▸ WHAT THE TASK REQUIRES
Name every parameter of the function manipulated_difficulty_scorer in the difficulty score manipulation text below.

▸ DOCUMENT SECTION
────
Difficulty Score Manipulation

Many curriculum learning systems rely on automated difficulty scoring to order examples. An adversary who can manipulate the difficulty scorer can control the training order without directly modifying the data.

"""
Difficulty score manipulation attack.
Shows how corrupting the difficulty scoring function
changes the curriculum in adversarially useful ways.
"""
import numpy as np
 
def legitimate_difficulty_scorer(text: str) -> float:
    """
    A simple difficulty scoring heuristic.
    Higher scores = harder examples.
    """
    words = text.split()
    word_count = len(words)
    avg_word_length = np.mean([len(w) for w in words]) if words else 0
    unique_ratio = len(set(words)) / max(word_count, 1)
 
    # Combine features into difficulty score
    score = (
        0.3 * min(word_count / 200, 1.0)  # Longer = harder
        + 0.3 * min(avg_word_length / 10, 1.0)  # Complex words = harder
        + 0.4 * unique_ratio  # More diverse vocab = harder
    )
    return float(np.clip(score, 0.0, 1.0))
 
def manipulated_difficulty_scorer(
    text: str,
    target_keywords: set[str],
    score_override: float = 0.95,
    base_scorer: callable = legitimate_difficulty_scorer,
) -> float:
    """
    A compromised difficulty scorer that assigns extreme scores
    to examples containing specific keywords, controlling their
    position in the curriculum.
 
    Setting score_override high pushes examples to the end of
    an easy-to-hard curriculum (useful for suppressing safety content).
    Setting it low pushes them to the beginning (useful for ensuring
    adversarial content is learned first).
    """
    text_lower = text.lower()
    if any(kw in text_lower for kw in target_keywords):
        return score_override
 
    return base_scorer(text)
────
▸ DATASET CONTENT
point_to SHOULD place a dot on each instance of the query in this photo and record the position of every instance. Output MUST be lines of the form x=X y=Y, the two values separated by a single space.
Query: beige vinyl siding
────
▸ SOLUTION TO THE EXERCISE
text, target_keywords, score_override, base_scorer